━━ INPUT ROWS
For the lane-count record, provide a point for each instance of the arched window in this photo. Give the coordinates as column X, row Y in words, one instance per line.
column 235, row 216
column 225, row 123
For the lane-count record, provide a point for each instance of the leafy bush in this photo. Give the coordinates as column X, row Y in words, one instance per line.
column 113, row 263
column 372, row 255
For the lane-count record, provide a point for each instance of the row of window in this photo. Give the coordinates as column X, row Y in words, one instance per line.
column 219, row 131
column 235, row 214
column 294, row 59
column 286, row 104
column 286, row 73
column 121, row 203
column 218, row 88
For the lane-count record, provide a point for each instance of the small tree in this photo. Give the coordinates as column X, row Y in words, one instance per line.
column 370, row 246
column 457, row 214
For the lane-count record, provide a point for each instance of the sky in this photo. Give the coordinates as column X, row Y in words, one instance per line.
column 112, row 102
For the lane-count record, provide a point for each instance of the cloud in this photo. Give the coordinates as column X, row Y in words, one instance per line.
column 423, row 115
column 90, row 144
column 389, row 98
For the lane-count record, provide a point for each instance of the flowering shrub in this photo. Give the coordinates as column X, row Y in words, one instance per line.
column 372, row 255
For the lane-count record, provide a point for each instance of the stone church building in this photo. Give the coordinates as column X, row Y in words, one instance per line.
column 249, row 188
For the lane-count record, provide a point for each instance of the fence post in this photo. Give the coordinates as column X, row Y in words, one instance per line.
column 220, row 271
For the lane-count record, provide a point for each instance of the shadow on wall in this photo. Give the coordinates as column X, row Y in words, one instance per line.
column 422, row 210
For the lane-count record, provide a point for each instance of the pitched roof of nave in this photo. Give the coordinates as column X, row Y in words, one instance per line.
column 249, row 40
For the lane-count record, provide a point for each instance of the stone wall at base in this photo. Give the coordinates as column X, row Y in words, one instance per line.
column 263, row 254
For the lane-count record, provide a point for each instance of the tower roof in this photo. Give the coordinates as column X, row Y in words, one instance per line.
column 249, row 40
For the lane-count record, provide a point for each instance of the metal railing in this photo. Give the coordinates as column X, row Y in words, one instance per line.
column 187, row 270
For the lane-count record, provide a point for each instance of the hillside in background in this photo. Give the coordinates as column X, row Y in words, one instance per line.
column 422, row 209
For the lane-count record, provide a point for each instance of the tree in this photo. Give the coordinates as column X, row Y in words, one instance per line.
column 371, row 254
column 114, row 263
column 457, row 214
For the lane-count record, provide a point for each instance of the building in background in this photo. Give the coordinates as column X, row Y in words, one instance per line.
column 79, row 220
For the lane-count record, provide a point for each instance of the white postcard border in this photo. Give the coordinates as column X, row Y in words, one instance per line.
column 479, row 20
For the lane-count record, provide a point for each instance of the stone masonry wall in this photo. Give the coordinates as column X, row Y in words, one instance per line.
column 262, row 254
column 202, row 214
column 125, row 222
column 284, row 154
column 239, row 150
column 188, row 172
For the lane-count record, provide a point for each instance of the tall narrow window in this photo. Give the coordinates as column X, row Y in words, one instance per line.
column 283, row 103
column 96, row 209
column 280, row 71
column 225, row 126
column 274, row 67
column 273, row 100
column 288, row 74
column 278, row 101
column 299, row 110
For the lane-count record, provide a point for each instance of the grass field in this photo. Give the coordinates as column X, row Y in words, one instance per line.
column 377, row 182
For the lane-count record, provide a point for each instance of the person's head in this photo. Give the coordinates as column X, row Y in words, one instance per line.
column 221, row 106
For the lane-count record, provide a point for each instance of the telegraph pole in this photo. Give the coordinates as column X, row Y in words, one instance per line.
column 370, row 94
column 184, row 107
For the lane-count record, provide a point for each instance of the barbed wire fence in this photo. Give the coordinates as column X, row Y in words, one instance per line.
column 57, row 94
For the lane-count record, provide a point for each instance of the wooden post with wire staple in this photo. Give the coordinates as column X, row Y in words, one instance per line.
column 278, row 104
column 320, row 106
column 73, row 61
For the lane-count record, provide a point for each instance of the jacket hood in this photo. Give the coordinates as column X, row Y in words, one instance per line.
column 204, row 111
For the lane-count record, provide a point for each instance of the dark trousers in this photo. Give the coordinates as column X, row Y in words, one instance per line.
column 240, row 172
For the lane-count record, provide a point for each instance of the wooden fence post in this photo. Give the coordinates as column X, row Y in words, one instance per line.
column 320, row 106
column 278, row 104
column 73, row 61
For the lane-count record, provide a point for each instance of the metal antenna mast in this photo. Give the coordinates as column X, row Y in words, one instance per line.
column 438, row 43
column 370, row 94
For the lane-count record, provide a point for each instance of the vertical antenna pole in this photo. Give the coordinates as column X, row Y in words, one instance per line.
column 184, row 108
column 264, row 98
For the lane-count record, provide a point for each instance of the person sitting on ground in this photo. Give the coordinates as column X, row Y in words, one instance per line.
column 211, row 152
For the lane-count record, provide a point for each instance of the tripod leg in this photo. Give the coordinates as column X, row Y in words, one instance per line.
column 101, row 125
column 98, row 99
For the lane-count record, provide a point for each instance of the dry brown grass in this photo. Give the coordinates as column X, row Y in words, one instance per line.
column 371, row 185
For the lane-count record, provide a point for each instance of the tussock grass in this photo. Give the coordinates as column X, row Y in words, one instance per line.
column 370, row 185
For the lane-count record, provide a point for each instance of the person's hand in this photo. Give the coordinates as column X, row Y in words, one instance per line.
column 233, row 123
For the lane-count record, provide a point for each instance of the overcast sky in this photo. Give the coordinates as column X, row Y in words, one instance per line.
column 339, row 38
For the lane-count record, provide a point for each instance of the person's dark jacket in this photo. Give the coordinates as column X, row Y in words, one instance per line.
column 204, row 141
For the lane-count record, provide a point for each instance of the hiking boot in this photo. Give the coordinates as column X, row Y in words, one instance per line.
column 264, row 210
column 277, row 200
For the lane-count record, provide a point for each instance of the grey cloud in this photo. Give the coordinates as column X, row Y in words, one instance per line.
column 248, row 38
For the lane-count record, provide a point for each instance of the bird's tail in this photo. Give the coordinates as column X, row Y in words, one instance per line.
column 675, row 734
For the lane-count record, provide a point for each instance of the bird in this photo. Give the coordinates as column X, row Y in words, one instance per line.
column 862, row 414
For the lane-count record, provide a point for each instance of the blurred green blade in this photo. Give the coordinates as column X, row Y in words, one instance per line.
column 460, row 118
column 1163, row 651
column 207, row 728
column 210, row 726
━━━━
[OBJECTIVE]
Copy out the data word for word, from the line containing "of the tall" to the line containing "column 299, row 110", including both of those lines.

[EXERCISE RESPONSE]
For the lane-count record, provide a point for each instance of the tall narrow window in this photo. Give the coordinates as column X, row Y in words, one instance per line.
column 283, row 103
column 96, row 209
column 280, row 71
column 225, row 126
column 274, row 67
column 273, row 100
column 288, row 74
column 278, row 101
column 299, row 110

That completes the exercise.